* **Deine Aufgabe**
Schreib die folgenden Datensätze Zeile für Zeile unverändert ab, und zwar alle. Lass dabei die Bilder weg.

* **Datensätze**
◆ ◆ ◆ ◆

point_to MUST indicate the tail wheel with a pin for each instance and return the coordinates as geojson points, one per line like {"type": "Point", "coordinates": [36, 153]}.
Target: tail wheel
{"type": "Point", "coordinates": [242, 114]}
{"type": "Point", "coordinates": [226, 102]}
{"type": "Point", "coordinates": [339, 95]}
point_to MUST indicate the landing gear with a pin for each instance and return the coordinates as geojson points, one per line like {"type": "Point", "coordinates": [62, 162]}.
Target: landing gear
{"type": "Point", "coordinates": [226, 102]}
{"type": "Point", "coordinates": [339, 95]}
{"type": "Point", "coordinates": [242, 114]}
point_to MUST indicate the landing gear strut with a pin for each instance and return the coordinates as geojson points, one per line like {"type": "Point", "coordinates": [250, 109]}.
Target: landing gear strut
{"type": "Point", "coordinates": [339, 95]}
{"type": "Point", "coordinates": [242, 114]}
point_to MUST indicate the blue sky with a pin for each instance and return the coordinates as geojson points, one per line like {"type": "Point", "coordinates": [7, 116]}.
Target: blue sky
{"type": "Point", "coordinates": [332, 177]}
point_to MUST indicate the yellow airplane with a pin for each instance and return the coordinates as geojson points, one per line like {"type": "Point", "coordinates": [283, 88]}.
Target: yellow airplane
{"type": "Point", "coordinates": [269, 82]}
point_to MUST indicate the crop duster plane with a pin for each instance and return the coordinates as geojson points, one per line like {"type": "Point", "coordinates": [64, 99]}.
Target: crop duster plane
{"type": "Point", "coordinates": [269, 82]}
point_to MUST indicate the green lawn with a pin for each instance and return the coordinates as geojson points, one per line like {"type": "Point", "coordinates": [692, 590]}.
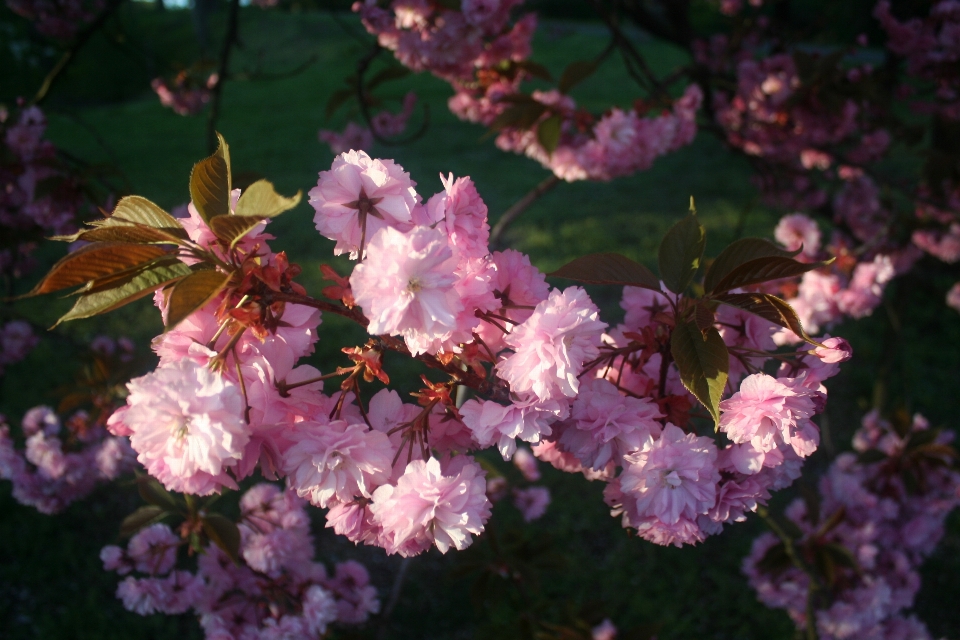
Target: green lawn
{"type": "Point", "coordinates": [51, 585]}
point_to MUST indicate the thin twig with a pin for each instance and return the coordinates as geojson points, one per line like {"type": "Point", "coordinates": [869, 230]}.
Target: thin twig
{"type": "Point", "coordinates": [520, 206]}
{"type": "Point", "coordinates": [82, 38]}
{"type": "Point", "coordinates": [394, 598]}
{"type": "Point", "coordinates": [229, 40]}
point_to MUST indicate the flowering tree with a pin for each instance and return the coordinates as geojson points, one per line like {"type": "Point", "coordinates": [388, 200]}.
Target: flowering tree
{"type": "Point", "coordinates": [706, 346]}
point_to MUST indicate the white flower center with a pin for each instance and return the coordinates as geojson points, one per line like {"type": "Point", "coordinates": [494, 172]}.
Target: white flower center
{"type": "Point", "coordinates": [670, 479]}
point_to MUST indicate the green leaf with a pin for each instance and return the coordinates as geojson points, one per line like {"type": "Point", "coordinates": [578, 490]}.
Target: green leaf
{"type": "Point", "coordinates": [210, 183]}
{"type": "Point", "coordinates": [261, 200]}
{"type": "Point", "coordinates": [123, 232]}
{"type": "Point", "coordinates": [575, 73]}
{"type": "Point", "coordinates": [703, 316]}
{"type": "Point", "coordinates": [231, 229]}
{"type": "Point", "coordinates": [139, 210]}
{"type": "Point", "coordinates": [101, 298]}
{"type": "Point", "coordinates": [763, 270]}
{"type": "Point", "coordinates": [156, 494]}
{"type": "Point", "coordinates": [608, 268]}
{"type": "Point", "coordinates": [703, 361]}
{"type": "Point", "coordinates": [142, 517]}
{"type": "Point", "coordinates": [223, 533]}
{"type": "Point", "coordinates": [680, 253]}
{"type": "Point", "coordinates": [770, 308]}
{"type": "Point", "coordinates": [193, 292]}
{"type": "Point", "coordinates": [96, 261]}
{"type": "Point", "coordinates": [739, 252]}
{"type": "Point", "coordinates": [548, 133]}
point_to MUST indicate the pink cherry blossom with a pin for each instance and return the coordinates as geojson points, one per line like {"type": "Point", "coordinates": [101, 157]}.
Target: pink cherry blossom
{"type": "Point", "coordinates": [358, 196]}
{"type": "Point", "coordinates": [443, 505]}
{"type": "Point", "coordinates": [552, 346]}
{"type": "Point", "coordinates": [767, 411]}
{"type": "Point", "coordinates": [672, 477]}
{"type": "Point", "coordinates": [336, 461]}
{"type": "Point", "coordinates": [608, 424]}
{"type": "Point", "coordinates": [186, 424]}
{"type": "Point", "coordinates": [406, 284]}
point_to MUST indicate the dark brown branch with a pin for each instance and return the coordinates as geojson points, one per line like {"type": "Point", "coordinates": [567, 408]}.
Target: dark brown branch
{"type": "Point", "coordinates": [293, 298]}
{"type": "Point", "coordinates": [363, 65]}
{"type": "Point", "coordinates": [82, 38]}
{"type": "Point", "coordinates": [520, 206]}
{"type": "Point", "coordinates": [229, 40]}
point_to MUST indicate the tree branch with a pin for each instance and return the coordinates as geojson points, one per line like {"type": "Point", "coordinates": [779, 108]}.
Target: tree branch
{"type": "Point", "coordinates": [82, 38]}
{"type": "Point", "coordinates": [229, 40]}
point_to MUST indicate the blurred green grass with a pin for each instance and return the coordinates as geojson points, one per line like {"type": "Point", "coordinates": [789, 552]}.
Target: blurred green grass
{"type": "Point", "coordinates": [51, 585]}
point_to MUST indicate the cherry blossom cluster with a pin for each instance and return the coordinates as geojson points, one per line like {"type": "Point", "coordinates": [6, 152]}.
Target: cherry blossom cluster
{"type": "Point", "coordinates": [228, 396]}
{"type": "Point", "coordinates": [850, 287]}
{"type": "Point", "coordinates": [275, 591]}
{"type": "Point", "coordinates": [478, 51]}
{"type": "Point", "coordinates": [38, 195]}
{"type": "Point", "coordinates": [187, 93]}
{"type": "Point", "coordinates": [384, 124]}
{"type": "Point", "coordinates": [880, 513]}
{"type": "Point", "coordinates": [58, 19]}
{"type": "Point", "coordinates": [677, 487]}
{"type": "Point", "coordinates": [588, 400]}
{"type": "Point", "coordinates": [61, 461]}
{"type": "Point", "coordinates": [931, 48]}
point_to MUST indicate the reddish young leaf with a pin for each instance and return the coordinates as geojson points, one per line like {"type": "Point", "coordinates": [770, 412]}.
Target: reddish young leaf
{"type": "Point", "coordinates": [210, 183]}
{"type": "Point", "coordinates": [739, 252]}
{"type": "Point", "coordinates": [192, 292]}
{"type": "Point", "coordinates": [763, 270]}
{"type": "Point", "coordinates": [681, 251]}
{"type": "Point", "coordinates": [704, 363]}
{"type": "Point", "coordinates": [769, 307]}
{"type": "Point", "coordinates": [96, 261]}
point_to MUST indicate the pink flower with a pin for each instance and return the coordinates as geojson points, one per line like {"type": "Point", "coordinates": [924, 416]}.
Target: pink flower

◆ ◆ ◆ ◆

* **Schriftliche Antwort**
point_to MUST indicate the tail wheel with a pin for each instance and return the coordinates as geojson points, one per line like {"type": "Point", "coordinates": [36, 153]}.
Target: tail wheel
{"type": "Point", "coordinates": [242, 114]}
{"type": "Point", "coordinates": [226, 102]}
{"type": "Point", "coordinates": [339, 95]}
point_to MUST indicate the landing gear with a pin for each instance and return the coordinates as geojson points, one per line like {"type": "Point", "coordinates": [62, 162]}.
Target: landing gear
{"type": "Point", "coordinates": [226, 102]}
{"type": "Point", "coordinates": [339, 95]}
{"type": "Point", "coordinates": [242, 114]}
point_to MUST indicate the landing gear strut with a pin for each instance and return the coordinates as geojson points, one per line like {"type": "Point", "coordinates": [250, 109]}.
Target: landing gear strut
{"type": "Point", "coordinates": [339, 95]}
{"type": "Point", "coordinates": [242, 114]}
point_to MUST indicate the blue sky with a pin for each instance and return the coordinates as geojson points, one per line like {"type": "Point", "coordinates": [7, 116]}.
Target: blue sky
{"type": "Point", "coordinates": [332, 177]}
point_to MUST indicate the yellow airplane with a pin for each instance and return the coordinates as geojson points, one per line like {"type": "Point", "coordinates": [283, 88]}.
Target: yellow airplane
{"type": "Point", "coordinates": [269, 82]}
point_to MUST indicate the crop duster plane with a pin for each instance and return the coordinates as geojson points, one per line like {"type": "Point", "coordinates": [64, 99]}.
Target: crop duster plane
{"type": "Point", "coordinates": [269, 82]}
point_to MUST indicate the green lawn with a pin for each instance and return the coordinates as geojson points, one per line like {"type": "Point", "coordinates": [692, 590]}.
Target: green lawn
{"type": "Point", "coordinates": [51, 585]}
point_to MUST indicate the thin twig with a pin for each instance and return the coordinates as geojson points, one per line like {"type": "Point", "coordinates": [869, 230]}.
Target: thin twig
{"type": "Point", "coordinates": [520, 206]}
{"type": "Point", "coordinates": [82, 38]}
{"type": "Point", "coordinates": [394, 598]}
{"type": "Point", "coordinates": [229, 40]}
point_to MUST indicate the flowering tree with a pin for each instance and return the coordinates as geojson points, one per line like {"type": "Point", "coordinates": [388, 200]}.
Target: flowering tree
{"type": "Point", "coordinates": [706, 346]}
point_to MUST indicate the white flower center with a pin for each instance and return the coordinates as geojson points, one per line like {"type": "Point", "coordinates": [494, 172]}.
Target: white flower center
{"type": "Point", "coordinates": [670, 479]}
point_to MUST indicate the green leaf with a pin for each instance and return the coordinates as geojson points, one per line like {"type": "Point", "coordinates": [578, 490]}.
Target: green leaf
{"type": "Point", "coordinates": [210, 183]}
{"type": "Point", "coordinates": [261, 200]}
{"type": "Point", "coordinates": [123, 232]}
{"type": "Point", "coordinates": [575, 73]}
{"type": "Point", "coordinates": [703, 316]}
{"type": "Point", "coordinates": [231, 229]}
{"type": "Point", "coordinates": [139, 210]}
{"type": "Point", "coordinates": [101, 298]}
{"type": "Point", "coordinates": [763, 270]}
{"type": "Point", "coordinates": [156, 494]}
{"type": "Point", "coordinates": [608, 268]}
{"type": "Point", "coordinates": [703, 361]}
{"type": "Point", "coordinates": [142, 517]}
{"type": "Point", "coordinates": [223, 533]}
{"type": "Point", "coordinates": [680, 253]}
{"type": "Point", "coordinates": [770, 308]}
{"type": "Point", "coordinates": [193, 292]}
{"type": "Point", "coordinates": [96, 261]}
{"type": "Point", "coordinates": [739, 252]}
{"type": "Point", "coordinates": [548, 133]}
point_to MUST indicate the pink cherry blossom with a pin for each instance and return the coordinates as geojson points, one per line like {"type": "Point", "coordinates": [101, 157]}.
Target: pink cherry blossom
{"type": "Point", "coordinates": [358, 196]}
{"type": "Point", "coordinates": [443, 505]}
{"type": "Point", "coordinates": [552, 346]}
{"type": "Point", "coordinates": [767, 411]}
{"type": "Point", "coordinates": [672, 477]}
{"type": "Point", "coordinates": [336, 461]}
{"type": "Point", "coordinates": [608, 424]}
{"type": "Point", "coordinates": [186, 424]}
{"type": "Point", "coordinates": [406, 284]}
point_to MUST indicate the dark brown branch with a pin for each instance and return the coordinates as geojson points, one per line like {"type": "Point", "coordinates": [567, 408]}.
Target: dark brown branch
{"type": "Point", "coordinates": [293, 298]}
{"type": "Point", "coordinates": [363, 65]}
{"type": "Point", "coordinates": [82, 38]}
{"type": "Point", "coordinates": [520, 206]}
{"type": "Point", "coordinates": [229, 40]}
point_to MUST indicate the tree branch with a pin for each instance and return the coordinates as geojson points, one per line like {"type": "Point", "coordinates": [779, 108]}.
Target: tree branch
{"type": "Point", "coordinates": [82, 38]}
{"type": "Point", "coordinates": [229, 40]}
point_to MUST indicate the blurred green grass with a pin for each instance and return the coordinates as geojson points, one per line like {"type": "Point", "coordinates": [789, 552]}.
Target: blurred green grass
{"type": "Point", "coordinates": [51, 585]}
point_to MUST indicate the cherry blossom cluster with a pin for each instance and return the coordinates as geojson points, one per line like {"type": "Point", "coordinates": [6, 152]}.
Target: cherry blossom cluster
{"type": "Point", "coordinates": [228, 396]}
{"type": "Point", "coordinates": [850, 287]}
{"type": "Point", "coordinates": [275, 591]}
{"type": "Point", "coordinates": [478, 51]}
{"type": "Point", "coordinates": [38, 195]}
{"type": "Point", "coordinates": [187, 93]}
{"type": "Point", "coordinates": [384, 124]}
{"type": "Point", "coordinates": [880, 513]}
{"type": "Point", "coordinates": [58, 19]}
{"type": "Point", "coordinates": [677, 487]}
{"type": "Point", "coordinates": [588, 400]}
{"type": "Point", "coordinates": [61, 461]}
{"type": "Point", "coordinates": [931, 48]}
point_to MUST indicate the reddish young leaf with a pin for each instance and return the coordinates as geojson points, one per line like {"type": "Point", "coordinates": [770, 412]}.
Target: reddish young leaf
{"type": "Point", "coordinates": [210, 183]}
{"type": "Point", "coordinates": [739, 252]}
{"type": "Point", "coordinates": [192, 292]}
{"type": "Point", "coordinates": [763, 270]}
{"type": "Point", "coordinates": [681, 251]}
{"type": "Point", "coordinates": [704, 363]}
{"type": "Point", "coordinates": [769, 307]}
{"type": "Point", "coordinates": [96, 261]}
point_to MUST indicate the pink flower with a pin for each instance and return the coordinates as geojson points, one per line like {"type": "Point", "coordinates": [924, 416]}.
Target: pink flower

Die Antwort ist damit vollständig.